# YOUR OBJECTIVE
Continue the passage below on hydrogenating a phthalate compound mixed with alcohol, starting right after its final sentence.

# EXCERPT TO READ
§
More specifically, the raising of the pressure and temperature of the mixture including the phthalate compound and alcohol may be simultaneously or sequentially performed, and the desired pressure and temperature may be reached by raising the pressure and temperature at one time or several times through a plurality of steps. For example, the mixture including the phthalate compound and alcohol may be injected into the reactor in a liquid phase state in which the mixture has a suitable viscosity by raising the pressure of the mixture and then raising a temperature of the pressure-raised mixture. According to an exemplary embodiment of the present invention, the viscosity of the mixture may be about 0.5 to about 20 cP in the pressure and temperature condition ranges when the mixture is injected into the reactor. Preferably, the viscosity of the liquid-phase mixture may be about 0.5 to 12 cP. When the viscosity of the mixture is in the above-mentioned range, suitable flowability and reactivity may be exhibited in the reactor.

At the time of raising the pressure for introduction into the reactor, the desired pressure may be about 50 to about 500 bars, preferably about 100 to about 300 bars. In the case in which the pressure is less than 50 bar, reactivity may be deteriorated, such that it may be difficult to obtain a conversion rate of the desired level, and in the case in which the pressure is more than 500 bar, the pressure is excessively high, such that it may be difficult to manufacture the reactor, or a manufacturing cost may be significantly increased.

In addition, at the time of raising the temperature for introduction into the reactor, the desired temperature may be about 50 to about 500° C., preferably about 100 to about 300 C. In the case in which the temperature is less than 50° C., the catalyst becomes inactivated due to a low temperature, flowability in the reactor is deteriorated due to a high viscosity of the mixture, permeability of hydrogen to the phthalate compound and alcohol in the liquid phase state is deteriorated, such that the reaction is not suitably performed in the reactor, and in the case in which the temperature is more than 500° C., decomposition of the reactant may be increased, it may be difficult to manufacture the reactor, and it may be difficult to control heat, or the like, due to a rapid reaction.

The mixture including the phthalate compound and alcohol of which the pressure and temperature are raised by the above-mentioned process is introduced into the reactor filled with the hydrogenation catalyst. In addition, gas-phase hydrogen (H₂) is introduced into the reactor through a separate supply line, such that the hydrogenation reaction is performed.
§
# LISTED ENTRIES
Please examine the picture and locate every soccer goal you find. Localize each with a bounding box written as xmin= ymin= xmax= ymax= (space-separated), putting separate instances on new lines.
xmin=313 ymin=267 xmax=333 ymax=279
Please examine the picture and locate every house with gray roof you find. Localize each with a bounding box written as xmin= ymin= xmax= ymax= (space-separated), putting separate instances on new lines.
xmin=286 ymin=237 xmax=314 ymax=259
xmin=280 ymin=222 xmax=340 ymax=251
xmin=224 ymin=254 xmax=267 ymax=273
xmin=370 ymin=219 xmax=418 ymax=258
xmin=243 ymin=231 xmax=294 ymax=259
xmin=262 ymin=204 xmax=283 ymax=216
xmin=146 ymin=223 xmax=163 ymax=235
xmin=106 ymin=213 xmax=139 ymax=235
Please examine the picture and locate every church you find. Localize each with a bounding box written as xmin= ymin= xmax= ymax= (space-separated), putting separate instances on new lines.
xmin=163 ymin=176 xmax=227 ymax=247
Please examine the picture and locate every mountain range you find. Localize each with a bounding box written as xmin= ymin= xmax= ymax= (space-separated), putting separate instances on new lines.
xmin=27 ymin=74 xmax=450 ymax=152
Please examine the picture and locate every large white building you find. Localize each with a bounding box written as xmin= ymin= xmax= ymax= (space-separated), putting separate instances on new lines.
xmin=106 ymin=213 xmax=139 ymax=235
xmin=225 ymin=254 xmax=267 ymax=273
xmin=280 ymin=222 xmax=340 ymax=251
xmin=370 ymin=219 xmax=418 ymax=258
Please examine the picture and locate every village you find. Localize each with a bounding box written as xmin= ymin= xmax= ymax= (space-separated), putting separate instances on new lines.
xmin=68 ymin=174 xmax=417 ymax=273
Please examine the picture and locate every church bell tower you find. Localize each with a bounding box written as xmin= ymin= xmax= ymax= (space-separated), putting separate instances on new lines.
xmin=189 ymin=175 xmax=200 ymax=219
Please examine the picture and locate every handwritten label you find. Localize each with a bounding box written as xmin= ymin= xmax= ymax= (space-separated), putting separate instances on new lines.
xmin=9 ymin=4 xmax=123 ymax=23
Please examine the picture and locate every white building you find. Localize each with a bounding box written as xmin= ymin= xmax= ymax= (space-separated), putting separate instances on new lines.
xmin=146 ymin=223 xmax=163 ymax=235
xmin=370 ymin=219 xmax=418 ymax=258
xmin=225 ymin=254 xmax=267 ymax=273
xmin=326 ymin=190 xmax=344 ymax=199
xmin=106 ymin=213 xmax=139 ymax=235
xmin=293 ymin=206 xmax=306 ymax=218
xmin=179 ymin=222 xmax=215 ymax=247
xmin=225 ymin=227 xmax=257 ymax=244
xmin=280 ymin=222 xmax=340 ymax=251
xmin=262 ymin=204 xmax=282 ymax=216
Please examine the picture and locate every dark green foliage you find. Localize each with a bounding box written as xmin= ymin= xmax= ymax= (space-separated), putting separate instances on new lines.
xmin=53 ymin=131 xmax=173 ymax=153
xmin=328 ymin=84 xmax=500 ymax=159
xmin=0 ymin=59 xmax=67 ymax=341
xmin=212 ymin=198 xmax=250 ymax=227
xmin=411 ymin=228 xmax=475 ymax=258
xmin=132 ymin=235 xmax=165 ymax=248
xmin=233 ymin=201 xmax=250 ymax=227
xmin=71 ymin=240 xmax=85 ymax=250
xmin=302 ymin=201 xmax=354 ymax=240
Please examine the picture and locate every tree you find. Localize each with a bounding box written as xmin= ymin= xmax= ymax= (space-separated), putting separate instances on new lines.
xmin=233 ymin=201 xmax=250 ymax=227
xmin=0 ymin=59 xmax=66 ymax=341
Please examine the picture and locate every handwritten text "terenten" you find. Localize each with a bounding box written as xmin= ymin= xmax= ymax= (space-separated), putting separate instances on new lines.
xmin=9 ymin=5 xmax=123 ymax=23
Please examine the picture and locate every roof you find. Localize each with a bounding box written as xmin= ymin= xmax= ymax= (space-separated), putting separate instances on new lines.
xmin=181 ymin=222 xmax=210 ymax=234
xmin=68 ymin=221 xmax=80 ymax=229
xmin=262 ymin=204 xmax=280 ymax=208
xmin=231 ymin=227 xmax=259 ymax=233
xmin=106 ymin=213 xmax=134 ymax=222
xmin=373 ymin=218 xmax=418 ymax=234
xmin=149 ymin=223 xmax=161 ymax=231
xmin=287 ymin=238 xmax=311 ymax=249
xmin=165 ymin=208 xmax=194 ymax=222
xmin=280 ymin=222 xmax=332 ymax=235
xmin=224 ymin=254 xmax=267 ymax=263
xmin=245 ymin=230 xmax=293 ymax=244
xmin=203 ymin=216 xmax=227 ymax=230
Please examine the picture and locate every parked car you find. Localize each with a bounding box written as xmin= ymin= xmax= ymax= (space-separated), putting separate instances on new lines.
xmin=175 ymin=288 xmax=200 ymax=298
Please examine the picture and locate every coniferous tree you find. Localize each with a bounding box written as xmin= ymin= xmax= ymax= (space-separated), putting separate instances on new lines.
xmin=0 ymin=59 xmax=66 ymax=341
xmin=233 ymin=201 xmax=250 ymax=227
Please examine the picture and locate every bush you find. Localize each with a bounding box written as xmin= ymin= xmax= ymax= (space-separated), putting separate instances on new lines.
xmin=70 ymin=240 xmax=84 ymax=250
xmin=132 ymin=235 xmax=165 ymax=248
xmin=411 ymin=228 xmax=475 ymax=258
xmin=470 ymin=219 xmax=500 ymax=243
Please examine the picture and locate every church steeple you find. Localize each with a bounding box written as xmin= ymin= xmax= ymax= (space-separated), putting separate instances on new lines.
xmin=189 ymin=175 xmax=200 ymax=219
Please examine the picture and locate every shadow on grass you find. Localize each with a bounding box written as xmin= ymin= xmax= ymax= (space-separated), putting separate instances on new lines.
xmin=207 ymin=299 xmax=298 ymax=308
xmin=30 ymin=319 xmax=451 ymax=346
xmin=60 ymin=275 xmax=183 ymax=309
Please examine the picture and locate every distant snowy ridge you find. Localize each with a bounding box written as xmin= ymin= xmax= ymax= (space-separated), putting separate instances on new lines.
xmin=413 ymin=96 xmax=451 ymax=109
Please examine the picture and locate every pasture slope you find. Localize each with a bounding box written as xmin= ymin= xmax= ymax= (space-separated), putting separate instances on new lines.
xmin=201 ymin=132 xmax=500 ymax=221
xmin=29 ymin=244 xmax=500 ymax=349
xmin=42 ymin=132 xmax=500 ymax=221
§
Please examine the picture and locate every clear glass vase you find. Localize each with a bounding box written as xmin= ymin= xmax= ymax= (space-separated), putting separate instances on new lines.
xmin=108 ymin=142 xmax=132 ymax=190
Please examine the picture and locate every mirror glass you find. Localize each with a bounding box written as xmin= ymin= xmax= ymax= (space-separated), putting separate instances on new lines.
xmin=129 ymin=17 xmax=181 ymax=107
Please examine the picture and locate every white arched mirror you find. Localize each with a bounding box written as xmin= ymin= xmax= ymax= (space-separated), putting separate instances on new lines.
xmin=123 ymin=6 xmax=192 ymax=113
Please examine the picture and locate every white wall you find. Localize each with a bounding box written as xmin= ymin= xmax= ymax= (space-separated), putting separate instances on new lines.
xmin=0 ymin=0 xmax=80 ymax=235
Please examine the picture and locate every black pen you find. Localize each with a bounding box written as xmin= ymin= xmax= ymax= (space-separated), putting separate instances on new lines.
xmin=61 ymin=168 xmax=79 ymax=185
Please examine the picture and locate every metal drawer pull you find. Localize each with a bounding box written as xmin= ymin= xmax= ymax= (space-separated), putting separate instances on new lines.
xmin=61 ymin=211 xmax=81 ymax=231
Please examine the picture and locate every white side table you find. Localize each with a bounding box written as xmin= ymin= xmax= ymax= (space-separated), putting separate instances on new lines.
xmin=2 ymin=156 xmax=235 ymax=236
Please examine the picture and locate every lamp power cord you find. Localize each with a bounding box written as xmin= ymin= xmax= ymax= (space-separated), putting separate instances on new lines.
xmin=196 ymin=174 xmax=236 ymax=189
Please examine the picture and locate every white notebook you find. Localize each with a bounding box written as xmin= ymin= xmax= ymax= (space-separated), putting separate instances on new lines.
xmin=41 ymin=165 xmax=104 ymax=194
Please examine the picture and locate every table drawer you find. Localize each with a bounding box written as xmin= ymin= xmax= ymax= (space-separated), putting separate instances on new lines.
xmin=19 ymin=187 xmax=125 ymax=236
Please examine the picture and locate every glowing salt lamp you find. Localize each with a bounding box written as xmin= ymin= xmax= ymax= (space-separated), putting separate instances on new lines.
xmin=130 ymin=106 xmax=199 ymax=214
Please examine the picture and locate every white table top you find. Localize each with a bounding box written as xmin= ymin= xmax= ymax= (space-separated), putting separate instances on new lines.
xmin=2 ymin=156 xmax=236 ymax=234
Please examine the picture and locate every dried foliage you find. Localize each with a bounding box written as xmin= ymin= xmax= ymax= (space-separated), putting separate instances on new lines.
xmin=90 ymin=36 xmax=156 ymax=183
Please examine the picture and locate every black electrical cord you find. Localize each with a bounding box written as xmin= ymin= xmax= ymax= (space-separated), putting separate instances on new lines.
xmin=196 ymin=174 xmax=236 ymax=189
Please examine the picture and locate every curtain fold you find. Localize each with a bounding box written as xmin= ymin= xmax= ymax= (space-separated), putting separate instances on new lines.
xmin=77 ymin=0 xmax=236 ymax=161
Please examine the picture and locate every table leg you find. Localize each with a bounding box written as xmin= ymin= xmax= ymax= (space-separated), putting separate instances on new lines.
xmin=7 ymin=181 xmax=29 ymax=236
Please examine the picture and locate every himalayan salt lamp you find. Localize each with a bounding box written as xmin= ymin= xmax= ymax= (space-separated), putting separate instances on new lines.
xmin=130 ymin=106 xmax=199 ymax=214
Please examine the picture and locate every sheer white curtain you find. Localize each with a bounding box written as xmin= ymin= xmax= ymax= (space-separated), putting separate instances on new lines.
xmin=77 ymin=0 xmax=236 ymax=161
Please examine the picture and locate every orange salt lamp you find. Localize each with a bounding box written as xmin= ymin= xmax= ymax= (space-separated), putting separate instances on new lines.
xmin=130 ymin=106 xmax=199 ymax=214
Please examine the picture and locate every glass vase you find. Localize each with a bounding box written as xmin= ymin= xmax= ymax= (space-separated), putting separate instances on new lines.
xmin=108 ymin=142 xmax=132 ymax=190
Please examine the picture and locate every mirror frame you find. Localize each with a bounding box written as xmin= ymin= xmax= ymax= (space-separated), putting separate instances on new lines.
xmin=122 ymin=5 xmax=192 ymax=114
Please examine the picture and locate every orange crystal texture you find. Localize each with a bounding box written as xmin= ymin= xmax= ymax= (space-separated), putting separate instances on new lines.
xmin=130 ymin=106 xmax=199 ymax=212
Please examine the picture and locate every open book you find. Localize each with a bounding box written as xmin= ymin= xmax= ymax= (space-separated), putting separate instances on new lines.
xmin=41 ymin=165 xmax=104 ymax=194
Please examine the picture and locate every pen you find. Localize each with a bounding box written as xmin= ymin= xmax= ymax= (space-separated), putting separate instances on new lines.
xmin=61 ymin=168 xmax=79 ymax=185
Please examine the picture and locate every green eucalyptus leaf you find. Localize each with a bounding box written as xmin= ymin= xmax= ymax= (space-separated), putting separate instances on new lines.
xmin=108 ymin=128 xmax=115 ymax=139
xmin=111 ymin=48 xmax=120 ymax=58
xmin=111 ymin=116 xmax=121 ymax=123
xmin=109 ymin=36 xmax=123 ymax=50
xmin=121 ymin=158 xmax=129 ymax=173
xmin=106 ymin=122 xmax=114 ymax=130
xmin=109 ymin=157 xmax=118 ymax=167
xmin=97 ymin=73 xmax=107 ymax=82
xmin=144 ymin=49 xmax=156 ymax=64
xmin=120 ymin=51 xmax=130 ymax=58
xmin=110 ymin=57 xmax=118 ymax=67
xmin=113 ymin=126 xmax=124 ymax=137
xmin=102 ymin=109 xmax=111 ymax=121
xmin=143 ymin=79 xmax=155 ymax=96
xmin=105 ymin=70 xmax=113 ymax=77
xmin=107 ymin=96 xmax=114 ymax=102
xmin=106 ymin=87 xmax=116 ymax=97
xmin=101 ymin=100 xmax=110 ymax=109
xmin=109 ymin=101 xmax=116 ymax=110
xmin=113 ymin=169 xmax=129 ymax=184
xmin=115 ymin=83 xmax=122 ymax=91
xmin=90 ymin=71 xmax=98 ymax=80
§
# TASK RESULT
In this case, pressure and temperature conditions of hydrogen may be adjusted so as to be equal to the pressure and temperature conditions of the mixture including the phthalate compound and alcohol, that is, to be in a pressure range of about 50 to about 500 bar, preferably about 100 to about 300 bar and a temperature range of about 50 to about 500° C., preferably about 100 to about 300°C.

The hydrogenation catalyst may contain a Group 8 transition metal as an active ingredient. That is, the hydrogenation catalyst may contain, preferably, at least one selected from ruthenium (Ru), nickel (Ni), palladium (Pd), rhodium (Rh), platinum (Pt), and the like.

An aromatic ring of the phthalate compound is hydrogenated by the hydrogenation reaction as described above to thereby be converted into the cyclohexane dicarboxylate compound corresponding thereto.

The reactor is not particularly limited as long as it may be used in the art to which the present invention pertains. That is, any one of the batch type reactor or the continuous type reactor may be used. In addition, the reactor may include a heat control device controlling heat generated during the reaction.

After the reaction is terminated, the produced liquid-phase hydrogenation reaction product and unreacted gas-phase raw material are separated from each other. The separated gas-phase raw material may be recirculated in the hydrogenation process. The recovered hydrogenation reaction product may be finally separated through a decompression and cooling process.

FIG. 4 is a view schematically showing a hydrogenation reaction apparatus used in a hydrogenation method according to the present invention.

Referring to FIG. 4, the hydrogenation reaction apparatus may be composed of a liquid-phase raw material mixer 6, a catalytic reactor (that is, multi-pipe type reactor) 3, a gas-liquid separator 4, a decompression device 7, a heat exchanger 1, and a separation device (reactant recovery system) 5.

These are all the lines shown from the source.